**YOUR TASKS**.
(1) Revise the forum thread on speech habits starting with "Having laid all" and going on through "it as innovation.", putting "creativity" in place of "innovation".
(2) Pick up the forum thread on speech habits after its final line and carry it forward.

**EXCERPTED PASSAGE**.
All of this falls under the linguistic study of "discourse", the way humans
talk in real-world communication with each other. In linguistics, rules of
discourse are real and as important as rules of grammar. Nobody uses only
"approved" words or meanings of words or interactions of words; the ideas
human beings communicate are more complex than that.

Having laid all that out, I'll say something you'll probably find challenging:
the real reason you don't like it is because _you don't know what it means_.
Which is of course the point of it, and the reason to label it as innovation.

------
neilk
If you can't hear it in Zooey Deschanel's voice, a desk clerk with extravagant
vocal fry was a gag in the movie Young Adult. Here's just a part of the scene
(2nd clip on the page)

<http://www.nextmovie.com/blog/young-adult-clips/>

------
btbuildem
Clever, clever article. Anything you say in criticism of it will get you
labelled an Old White Dude.

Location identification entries

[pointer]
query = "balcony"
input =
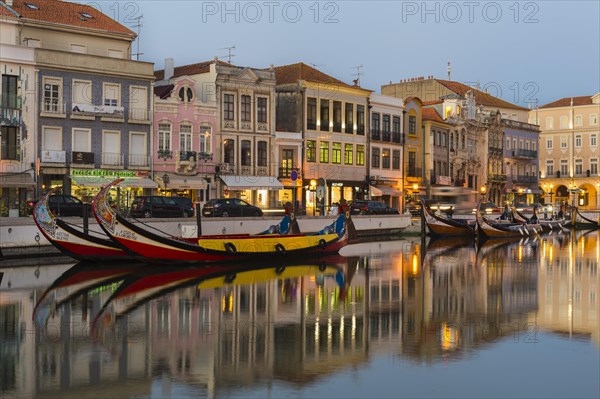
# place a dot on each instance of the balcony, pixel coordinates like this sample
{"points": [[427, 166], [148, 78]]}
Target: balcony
{"points": [[375, 134], [286, 173], [82, 158], [10, 101], [165, 154], [525, 179], [53, 108], [139, 115], [112, 159], [139, 160], [529, 154]]}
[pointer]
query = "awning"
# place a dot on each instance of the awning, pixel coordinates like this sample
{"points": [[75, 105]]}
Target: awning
{"points": [[375, 192], [389, 190], [251, 182], [16, 180], [183, 182], [100, 181]]}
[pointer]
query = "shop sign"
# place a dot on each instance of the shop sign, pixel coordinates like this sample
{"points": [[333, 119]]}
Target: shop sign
{"points": [[108, 173]]}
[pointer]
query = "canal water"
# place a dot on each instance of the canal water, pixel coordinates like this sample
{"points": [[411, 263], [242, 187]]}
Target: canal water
{"points": [[443, 318]]}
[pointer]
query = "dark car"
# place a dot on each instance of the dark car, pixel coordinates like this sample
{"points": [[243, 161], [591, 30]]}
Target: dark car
{"points": [[225, 207], [363, 207], [186, 205], [63, 205], [156, 206]]}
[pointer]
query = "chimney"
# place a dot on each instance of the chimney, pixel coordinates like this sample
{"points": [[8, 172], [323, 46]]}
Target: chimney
{"points": [[169, 68]]}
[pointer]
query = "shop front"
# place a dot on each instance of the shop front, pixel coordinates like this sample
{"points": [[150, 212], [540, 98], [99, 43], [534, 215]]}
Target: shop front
{"points": [[85, 184], [261, 191]]}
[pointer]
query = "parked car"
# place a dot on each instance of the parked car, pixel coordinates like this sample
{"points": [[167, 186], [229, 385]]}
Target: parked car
{"points": [[63, 205], [186, 205], [363, 207], [156, 206], [225, 207]]}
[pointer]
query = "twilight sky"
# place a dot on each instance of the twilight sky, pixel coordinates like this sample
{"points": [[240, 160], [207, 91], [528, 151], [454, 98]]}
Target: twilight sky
{"points": [[518, 50]]}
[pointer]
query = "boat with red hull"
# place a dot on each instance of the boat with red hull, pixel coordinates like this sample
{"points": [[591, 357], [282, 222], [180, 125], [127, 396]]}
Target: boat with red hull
{"points": [[153, 246], [72, 239]]}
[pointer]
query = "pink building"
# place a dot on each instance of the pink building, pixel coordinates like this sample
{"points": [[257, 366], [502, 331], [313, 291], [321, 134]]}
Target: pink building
{"points": [[184, 128]]}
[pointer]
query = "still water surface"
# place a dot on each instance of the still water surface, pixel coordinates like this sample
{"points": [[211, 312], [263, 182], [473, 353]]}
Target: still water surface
{"points": [[388, 319]]}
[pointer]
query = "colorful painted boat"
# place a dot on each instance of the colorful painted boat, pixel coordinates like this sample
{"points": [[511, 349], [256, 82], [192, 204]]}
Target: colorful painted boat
{"points": [[445, 227], [162, 248], [71, 239], [488, 228]]}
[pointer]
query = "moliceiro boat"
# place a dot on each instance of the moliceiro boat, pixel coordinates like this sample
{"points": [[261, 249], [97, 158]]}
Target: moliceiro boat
{"points": [[153, 246], [441, 226], [72, 239]]}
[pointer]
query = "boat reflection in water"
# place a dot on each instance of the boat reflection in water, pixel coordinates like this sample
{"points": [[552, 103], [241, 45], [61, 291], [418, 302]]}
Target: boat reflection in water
{"points": [[221, 331]]}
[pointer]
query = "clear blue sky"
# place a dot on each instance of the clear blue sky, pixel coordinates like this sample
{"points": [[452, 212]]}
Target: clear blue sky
{"points": [[518, 50]]}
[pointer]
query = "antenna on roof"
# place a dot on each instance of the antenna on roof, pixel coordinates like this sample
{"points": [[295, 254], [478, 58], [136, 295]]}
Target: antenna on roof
{"points": [[358, 74], [229, 52], [138, 24]]}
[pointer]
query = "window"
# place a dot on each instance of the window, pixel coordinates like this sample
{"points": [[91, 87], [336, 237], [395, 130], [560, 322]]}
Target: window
{"points": [[375, 157], [261, 153], [336, 153], [164, 138], [82, 140], [396, 129], [246, 108], [185, 137], [324, 153], [206, 139], [311, 113], [228, 107], [261, 109], [385, 158], [349, 127], [337, 116], [348, 154], [246, 153], [325, 115], [579, 167], [111, 94], [53, 95], [412, 124], [396, 159], [82, 92], [9, 143], [375, 127], [311, 151], [360, 121], [360, 154], [564, 167], [9, 92], [564, 122]]}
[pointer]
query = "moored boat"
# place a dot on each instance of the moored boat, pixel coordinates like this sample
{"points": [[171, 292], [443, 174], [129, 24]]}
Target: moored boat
{"points": [[445, 227], [72, 239], [161, 248]]}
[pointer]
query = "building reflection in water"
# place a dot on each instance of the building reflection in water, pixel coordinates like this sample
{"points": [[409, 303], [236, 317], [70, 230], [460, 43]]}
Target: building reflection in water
{"points": [[424, 304]]}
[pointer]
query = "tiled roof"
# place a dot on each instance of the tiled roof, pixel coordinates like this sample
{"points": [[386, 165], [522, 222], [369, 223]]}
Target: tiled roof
{"points": [[300, 71], [163, 92], [70, 14], [480, 97], [430, 114], [566, 102], [187, 70]]}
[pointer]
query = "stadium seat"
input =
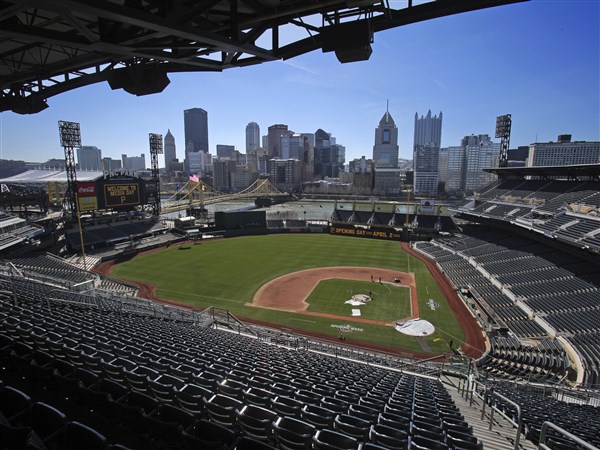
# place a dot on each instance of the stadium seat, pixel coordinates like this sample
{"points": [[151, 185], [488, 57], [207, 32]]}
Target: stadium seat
{"points": [[247, 443], [422, 443], [166, 424], [293, 434], [203, 434], [222, 409], [13, 403], [47, 421], [352, 426], [77, 435], [332, 440], [318, 416], [389, 437], [336, 405], [257, 396], [286, 406], [255, 421]]}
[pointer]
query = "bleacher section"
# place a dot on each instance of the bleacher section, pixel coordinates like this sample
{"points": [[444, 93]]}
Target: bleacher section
{"points": [[568, 211], [14, 230], [531, 290], [385, 219], [119, 371], [539, 406], [113, 233], [63, 273]]}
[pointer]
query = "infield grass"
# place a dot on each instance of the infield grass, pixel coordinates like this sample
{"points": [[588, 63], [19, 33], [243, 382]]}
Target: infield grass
{"points": [[388, 302], [226, 273]]}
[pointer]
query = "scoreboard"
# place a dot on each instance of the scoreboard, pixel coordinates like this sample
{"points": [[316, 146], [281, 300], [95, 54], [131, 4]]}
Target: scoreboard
{"points": [[121, 194]]}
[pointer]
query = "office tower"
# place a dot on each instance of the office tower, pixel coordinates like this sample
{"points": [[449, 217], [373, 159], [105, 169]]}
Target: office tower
{"points": [[479, 153], [170, 151], [454, 169], [195, 122], [285, 174], [134, 162], [442, 169], [563, 153], [89, 157], [426, 149], [385, 150], [252, 136], [276, 132], [110, 164], [225, 151], [329, 158]]}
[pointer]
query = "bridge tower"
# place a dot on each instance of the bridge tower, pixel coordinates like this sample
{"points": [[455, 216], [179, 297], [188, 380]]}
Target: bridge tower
{"points": [[155, 150], [503, 126]]}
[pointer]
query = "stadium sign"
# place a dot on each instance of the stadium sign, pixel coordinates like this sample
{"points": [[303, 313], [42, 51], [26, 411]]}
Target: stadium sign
{"points": [[116, 195], [346, 328], [367, 232]]}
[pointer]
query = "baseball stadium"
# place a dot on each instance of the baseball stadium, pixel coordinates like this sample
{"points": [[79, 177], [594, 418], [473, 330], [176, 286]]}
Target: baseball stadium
{"points": [[138, 316]]}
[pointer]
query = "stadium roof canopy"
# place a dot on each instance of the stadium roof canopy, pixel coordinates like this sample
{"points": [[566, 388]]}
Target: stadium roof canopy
{"points": [[580, 170], [35, 176], [48, 47]]}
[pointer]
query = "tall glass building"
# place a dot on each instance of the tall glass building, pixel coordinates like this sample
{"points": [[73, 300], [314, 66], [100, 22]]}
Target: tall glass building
{"points": [[426, 151], [195, 123]]}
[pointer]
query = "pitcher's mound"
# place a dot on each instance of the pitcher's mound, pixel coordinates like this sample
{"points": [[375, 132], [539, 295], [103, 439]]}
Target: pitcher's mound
{"points": [[415, 327], [358, 300]]}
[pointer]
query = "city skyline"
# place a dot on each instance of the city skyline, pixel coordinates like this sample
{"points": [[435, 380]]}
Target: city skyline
{"points": [[538, 61]]}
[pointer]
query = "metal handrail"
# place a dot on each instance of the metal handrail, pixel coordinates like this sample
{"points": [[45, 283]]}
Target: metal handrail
{"points": [[542, 445], [494, 395]]}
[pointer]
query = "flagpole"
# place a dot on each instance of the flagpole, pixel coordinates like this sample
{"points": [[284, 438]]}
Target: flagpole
{"points": [[80, 230]]}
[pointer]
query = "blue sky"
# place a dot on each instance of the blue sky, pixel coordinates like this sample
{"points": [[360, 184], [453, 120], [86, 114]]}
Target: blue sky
{"points": [[539, 61]]}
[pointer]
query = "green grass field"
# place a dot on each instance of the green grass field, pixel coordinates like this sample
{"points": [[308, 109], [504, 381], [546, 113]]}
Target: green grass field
{"points": [[226, 273], [388, 302]]}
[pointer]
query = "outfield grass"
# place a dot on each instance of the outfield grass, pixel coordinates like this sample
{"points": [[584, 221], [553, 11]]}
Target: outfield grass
{"points": [[389, 302], [226, 273]]}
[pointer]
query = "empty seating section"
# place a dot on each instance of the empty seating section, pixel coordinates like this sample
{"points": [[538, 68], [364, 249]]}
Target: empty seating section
{"points": [[501, 271], [539, 406], [389, 219], [122, 231], [53, 267], [509, 358], [566, 210], [129, 376]]}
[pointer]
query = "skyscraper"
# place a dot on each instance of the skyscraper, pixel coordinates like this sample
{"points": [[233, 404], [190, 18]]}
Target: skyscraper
{"points": [[426, 150], [385, 150], [89, 157], [195, 122], [170, 151], [252, 136], [480, 153], [276, 132]]}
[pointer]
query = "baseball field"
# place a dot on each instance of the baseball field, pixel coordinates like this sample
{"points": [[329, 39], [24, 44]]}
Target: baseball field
{"points": [[302, 282]]}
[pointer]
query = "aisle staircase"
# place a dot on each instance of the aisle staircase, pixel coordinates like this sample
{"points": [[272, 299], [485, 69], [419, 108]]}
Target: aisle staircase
{"points": [[503, 433]]}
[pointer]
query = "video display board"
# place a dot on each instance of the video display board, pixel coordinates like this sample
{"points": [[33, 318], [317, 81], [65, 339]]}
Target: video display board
{"points": [[121, 194]]}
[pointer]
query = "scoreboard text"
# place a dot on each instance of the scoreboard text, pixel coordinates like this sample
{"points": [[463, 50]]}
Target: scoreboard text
{"points": [[116, 195]]}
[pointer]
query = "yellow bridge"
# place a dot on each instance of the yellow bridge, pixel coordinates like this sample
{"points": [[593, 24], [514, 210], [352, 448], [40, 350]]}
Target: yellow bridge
{"points": [[193, 194]]}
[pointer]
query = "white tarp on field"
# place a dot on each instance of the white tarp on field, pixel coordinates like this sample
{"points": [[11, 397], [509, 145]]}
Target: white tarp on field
{"points": [[415, 327]]}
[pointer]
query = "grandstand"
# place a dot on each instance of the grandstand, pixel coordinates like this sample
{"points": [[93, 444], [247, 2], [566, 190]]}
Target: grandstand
{"points": [[86, 363]]}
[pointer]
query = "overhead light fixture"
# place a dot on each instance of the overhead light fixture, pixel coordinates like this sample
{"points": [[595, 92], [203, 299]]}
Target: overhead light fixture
{"points": [[23, 105], [139, 80], [351, 41]]}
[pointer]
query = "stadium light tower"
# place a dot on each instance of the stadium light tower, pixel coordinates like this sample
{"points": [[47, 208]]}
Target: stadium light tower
{"points": [[503, 125], [70, 138], [155, 150]]}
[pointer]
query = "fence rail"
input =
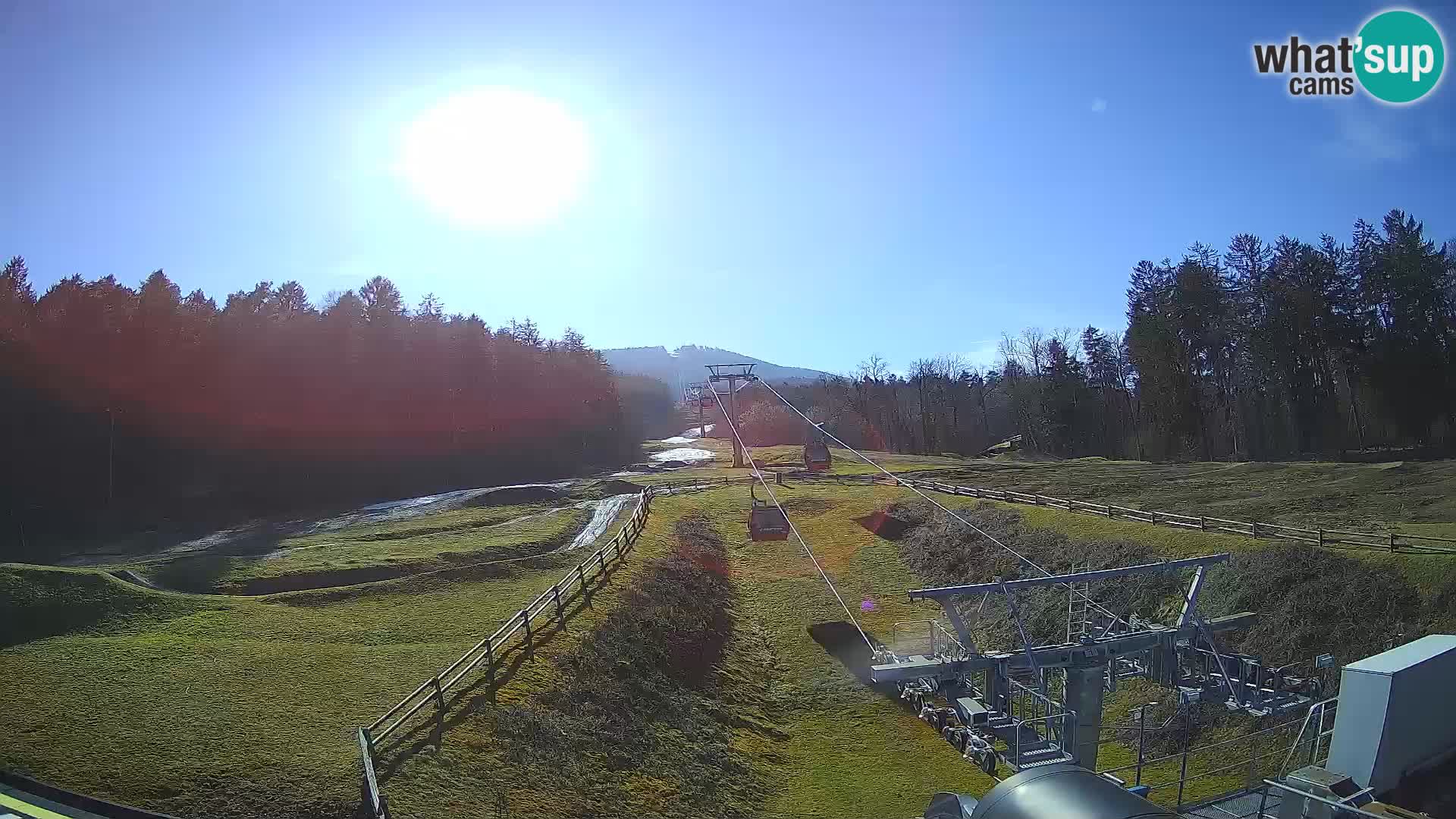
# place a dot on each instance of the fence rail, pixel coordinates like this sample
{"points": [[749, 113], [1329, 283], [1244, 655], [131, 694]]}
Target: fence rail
{"points": [[549, 604], [1388, 541]]}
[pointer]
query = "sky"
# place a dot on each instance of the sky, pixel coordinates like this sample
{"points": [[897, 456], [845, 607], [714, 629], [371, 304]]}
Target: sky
{"points": [[802, 183]]}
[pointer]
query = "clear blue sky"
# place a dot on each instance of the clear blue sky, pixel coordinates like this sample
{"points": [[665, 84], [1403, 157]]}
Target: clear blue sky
{"points": [[807, 183]]}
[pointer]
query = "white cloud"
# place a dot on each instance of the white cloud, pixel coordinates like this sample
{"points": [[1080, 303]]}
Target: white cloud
{"points": [[1372, 133]]}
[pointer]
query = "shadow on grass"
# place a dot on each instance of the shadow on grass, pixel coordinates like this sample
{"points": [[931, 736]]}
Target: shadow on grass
{"points": [[843, 642], [481, 692]]}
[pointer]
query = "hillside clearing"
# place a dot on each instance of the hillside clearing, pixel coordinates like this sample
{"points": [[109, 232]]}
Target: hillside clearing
{"points": [[174, 701]]}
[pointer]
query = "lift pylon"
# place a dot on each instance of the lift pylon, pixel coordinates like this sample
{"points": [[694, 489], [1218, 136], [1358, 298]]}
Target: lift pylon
{"points": [[733, 373]]}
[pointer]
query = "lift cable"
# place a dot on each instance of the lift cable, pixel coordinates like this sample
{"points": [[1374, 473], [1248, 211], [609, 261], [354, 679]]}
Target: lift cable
{"points": [[938, 504], [747, 452]]}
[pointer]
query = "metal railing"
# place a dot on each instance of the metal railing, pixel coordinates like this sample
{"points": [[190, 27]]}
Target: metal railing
{"points": [[1388, 541], [927, 637], [1315, 749], [1266, 754]]}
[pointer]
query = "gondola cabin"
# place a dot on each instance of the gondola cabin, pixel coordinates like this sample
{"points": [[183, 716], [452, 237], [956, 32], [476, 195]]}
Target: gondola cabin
{"points": [[766, 521], [816, 457]]}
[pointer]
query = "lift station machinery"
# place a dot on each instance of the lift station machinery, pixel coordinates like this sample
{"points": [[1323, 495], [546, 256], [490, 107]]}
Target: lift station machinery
{"points": [[736, 375], [1043, 704]]}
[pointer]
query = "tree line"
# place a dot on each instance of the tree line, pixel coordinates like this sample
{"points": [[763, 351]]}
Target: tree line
{"points": [[121, 406], [1266, 350]]}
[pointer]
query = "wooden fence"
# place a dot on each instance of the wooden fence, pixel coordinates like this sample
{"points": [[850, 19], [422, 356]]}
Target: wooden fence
{"points": [[551, 604], [1388, 541]]}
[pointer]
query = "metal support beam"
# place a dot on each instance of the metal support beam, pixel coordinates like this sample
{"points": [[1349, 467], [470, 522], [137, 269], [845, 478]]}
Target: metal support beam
{"points": [[1059, 656], [1191, 599], [1025, 643], [731, 373], [963, 632], [1085, 697], [1062, 579]]}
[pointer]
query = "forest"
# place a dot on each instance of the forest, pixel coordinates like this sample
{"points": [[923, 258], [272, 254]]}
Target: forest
{"points": [[1261, 352], [121, 407]]}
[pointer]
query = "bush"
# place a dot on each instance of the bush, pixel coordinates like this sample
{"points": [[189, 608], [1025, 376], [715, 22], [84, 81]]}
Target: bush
{"points": [[642, 692]]}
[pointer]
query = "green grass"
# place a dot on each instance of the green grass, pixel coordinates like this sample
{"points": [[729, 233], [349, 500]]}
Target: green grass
{"points": [[224, 706], [469, 535], [237, 707], [375, 551], [1304, 493]]}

**ANSWERS IN ORDER**.
(1)
Having laid all that out, I'll say something you'll probably find challenging:
the real reason you don't like it is because _you don't know what it means_.
Which is of course the point of it, and the reason to label it as creativity.

(2)
------
zeteo
I sure hope next generation's NORMs won't speak in creaky voices. This looks a
lot more like another cycle of fashion than true "ingenious" "innovation".
What society-wide improvements in communication does it effect?

------
ceautery
There was a good discussion about this on Language Hat a few months ago:

<http://www.languagehat.com/archives/004914.php>

------
olgeni
> judgments about speech are judgments about the speakers themselves.

And so is "old white dudes".

> When it comes to language, the rules of natural selection apply: Evolve or
> perish.

I demand strong affirmative action for the less privileged languages.